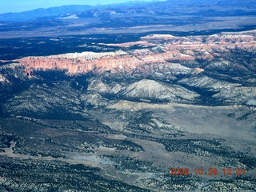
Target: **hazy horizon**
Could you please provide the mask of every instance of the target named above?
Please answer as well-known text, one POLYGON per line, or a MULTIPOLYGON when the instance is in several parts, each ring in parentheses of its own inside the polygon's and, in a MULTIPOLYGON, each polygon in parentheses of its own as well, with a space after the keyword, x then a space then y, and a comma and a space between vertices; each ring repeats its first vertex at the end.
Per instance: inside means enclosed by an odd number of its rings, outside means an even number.
MULTIPOLYGON (((159 0, 159 2, 164 2, 165 0, 159 0)), ((12 0, 5 1, 1 0, 0 14, 6 13, 19 13, 23 11, 28 11, 36 10, 39 8, 47 9, 50 7, 68 6, 68 5, 89 5, 89 6, 98 6, 98 5, 108 5, 114 3, 122 3, 126 2, 155 2, 155 0, 138 0, 138 1, 129 1, 129 0, 12 0)))

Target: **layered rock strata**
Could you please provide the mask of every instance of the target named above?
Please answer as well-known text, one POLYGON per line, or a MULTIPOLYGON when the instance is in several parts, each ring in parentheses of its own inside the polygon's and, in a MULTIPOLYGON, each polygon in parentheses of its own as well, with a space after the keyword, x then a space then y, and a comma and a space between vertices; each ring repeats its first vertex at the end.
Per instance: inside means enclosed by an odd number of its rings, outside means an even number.
MULTIPOLYGON (((255 37, 256 30, 190 37, 153 34, 142 37, 141 41, 134 42, 99 43, 115 46, 119 50, 115 52, 82 52, 46 57, 26 57, 16 61, 26 68, 66 70, 72 74, 92 70, 98 73, 106 70, 129 71, 146 64, 171 65, 174 62, 177 63, 177 61, 182 62, 196 59, 212 60, 214 58, 222 58, 222 53, 234 49, 250 50, 256 47, 255 37), (142 48, 133 49, 134 46, 142 48), (126 50, 129 47, 130 49, 126 50), (122 49, 123 50, 121 50, 122 49)), ((202 72, 203 69, 196 68, 194 70, 202 72)))

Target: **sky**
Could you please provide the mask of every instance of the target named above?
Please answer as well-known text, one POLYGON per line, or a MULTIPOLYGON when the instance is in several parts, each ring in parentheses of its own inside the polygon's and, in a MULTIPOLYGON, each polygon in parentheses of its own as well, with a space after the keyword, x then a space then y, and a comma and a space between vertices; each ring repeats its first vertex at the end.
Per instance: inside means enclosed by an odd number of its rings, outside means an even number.
MULTIPOLYGON (((0 14, 22 12, 38 8, 49 8, 64 5, 106 5, 130 0, 0 0, 0 14)), ((152 2, 153 0, 143 0, 152 2)))

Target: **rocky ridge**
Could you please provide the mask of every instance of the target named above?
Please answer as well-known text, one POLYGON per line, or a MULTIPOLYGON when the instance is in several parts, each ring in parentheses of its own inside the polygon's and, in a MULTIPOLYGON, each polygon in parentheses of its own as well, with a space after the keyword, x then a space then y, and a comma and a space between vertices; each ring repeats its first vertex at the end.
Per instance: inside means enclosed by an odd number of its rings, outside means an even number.
MULTIPOLYGON (((143 68, 146 64, 164 64, 164 66, 180 69, 182 71, 186 69, 173 63, 176 63, 177 61, 178 63, 189 63, 196 60, 211 61, 216 58, 221 59, 223 53, 229 53, 234 49, 254 50, 255 37, 256 30, 187 38, 153 34, 142 37, 141 41, 134 42, 99 43, 115 46, 118 50, 114 52, 82 52, 46 57, 26 57, 16 61, 26 68, 66 70, 73 74, 92 70, 98 73, 106 70, 130 72, 136 68, 143 68), (135 46, 139 48, 133 49, 135 46)), ((194 72, 203 71, 198 66, 191 68, 194 68, 194 72)), ((159 66, 157 70, 161 71, 162 69, 159 66)))

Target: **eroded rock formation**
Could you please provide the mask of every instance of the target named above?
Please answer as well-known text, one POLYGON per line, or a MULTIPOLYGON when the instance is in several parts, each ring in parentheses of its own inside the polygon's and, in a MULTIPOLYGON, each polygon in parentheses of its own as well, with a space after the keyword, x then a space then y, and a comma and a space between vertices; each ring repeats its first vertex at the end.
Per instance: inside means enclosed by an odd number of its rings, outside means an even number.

TASK PROMPT: Put every line of the listing above into a Markdown table with the columns Row and Text. Number the rows, and leave out blank lines and the pictures.

ANSWER TO THE TASK:
| Row | Text |
|---|---|
| 1 | Target: **hazy horizon** |
| 2 | Could you please provide the mask of every instance of the target named above? |
| 3 | Please answer as well-known text, one POLYGON per line, or a MULTIPOLYGON when the instance is in several parts, each ring in parentheses of its own inside the polygon's and, in a MULTIPOLYGON, each polygon in parentheses of its own as well, with a space after the keyword, x then a space then y, and a comma and a space between vertices; each ring repeats its first vertex at the end. |
| 4 | Per instance: inside means enclosed by an odd number of its rings, outside means an even number. |
| 5 | MULTIPOLYGON (((159 0, 159 2, 164 2, 165 0, 159 0)), ((12 0, 5 1, 1 0, 0 14, 6 13, 19 13, 23 11, 28 11, 36 10, 39 8, 47 9, 50 7, 68 6, 68 5, 89 5, 89 6, 98 6, 98 5, 108 5, 114 3, 122 3, 126 2, 155 2, 155 0, 138 0, 138 1, 129 1, 129 0, 12 0))) |
| 6 | Target: **layered rock strata** |
| 7 | Could you please provide the mask of every instance of the target named above? |
| 8 | Please answer as well-known text, one POLYGON per line, or a MULTIPOLYGON when the instance is in several parts, each ring in parentheses of its own inside the polygon's and, in a MULTIPOLYGON, each polygon in parentheses of its own as well, with a space after the keyword, x then a space then y, and a comma and a space between vertices; each ring repeats its first vertex at the end. |
| 9 | Per instance: inside means enclosed by an odd number of its rings, outside means an even number. |
| 10 | MULTIPOLYGON (((255 37, 256 30, 190 37, 153 34, 142 37, 141 41, 134 42, 99 43, 115 46, 119 50, 115 52, 82 52, 46 57, 26 57, 16 61, 26 68, 66 70, 72 74, 92 70, 98 73, 106 70, 129 71, 146 64, 171 65, 174 62, 177 63, 177 61, 182 62, 196 59, 212 60, 214 58, 222 58, 222 53, 234 49, 250 50, 256 47, 255 37), (142 48, 133 49, 134 46, 142 48), (126 50, 129 47, 130 49, 126 50), (122 49, 123 50, 121 50, 122 49)), ((202 72, 203 69, 196 68, 194 70, 202 72))) |
| 11 | Target: **sky** |
| 12 | Could you please provide the mask of every instance of the target named above? |
| 13 | Please answer as well-known text, one POLYGON per line, or a MULTIPOLYGON when the instance is in several parts, each ring in parentheses of its own inside the polygon's and, in a MULTIPOLYGON, each polygon in parentheses of its own as well, with a space after the keyword, x then a space then y, and a comma and a space between vertices; each ring repeats its first vertex at the end. |
| 14 | Per instance: inside means enclosed by an odd number of its rings, outside means an even number. |
| 15 | MULTIPOLYGON (((0 14, 22 12, 38 8, 49 8, 64 5, 106 5, 130 0, 0 0, 0 14)), ((152 2, 153 0, 143 0, 152 2))) |
| 16 | Target: **rocky ridge** |
| 17 | Could you please provide the mask of every instance of the target named above? |
| 18 | Please answer as well-known text, one POLYGON per line, or a MULTIPOLYGON when the instance is in several parts, each ring in parentheses of its own inside the polygon's and, in a MULTIPOLYGON, each polygon in parentheses of its own as well, with a space after the keyword, x then a space then y, and a comma and a space between vertices; each ring repeats its first vertex at the end. |
| 19 | Per instance: inside means enclosed by an odd number of its rings, outside means an even number. |
| 20 | MULTIPOLYGON (((143 68, 146 64, 164 64, 164 66, 180 69, 182 71, 186 69, 173 63, 176 63, 177 61, 178 63, 189 63, 196 60, 211 61, 216 58, 221 59, 223 53, 229 53, 234 49, 254 50, 255 37, 256 30, 187 38, 153 34, 142 37, 141 41, 134 42, 99 43, 115 46, 118 50, 114 52, 82 52, 46 57, 26 57, 16 61, 26 68, 66 70, 73 74, 92 70, 98 73, 106 70, 130 72, 136 68, 143 68), (135 46, 139 48, 133 49, 135 46)), ((194 72, 203 71, 198 66, 191 68, 194 68, 194 72)), ((159 66, 157 70, 161 71, 162 69, 159 66))) |
| 21 | Target: **eroded rock formation** |
| 22 | Could you please provide the mask of every instance of the target named above? |
| 23 | Please answer as well-known text, one POLYGON per line, or a MULTIPOLYGON when the instance is in several parts, each ring in parentheses of its own inside the polygon's and, in a MULTIPOLYGON, each polygon in parentheses of its own as well, with a space after the keyword, x then a space then y, and a comma and a space between vertices; each ring repeats its first vertex at the end. |
| 24 | Per instance: inside means enclosed by an odd number of its rings, outside means an even number. |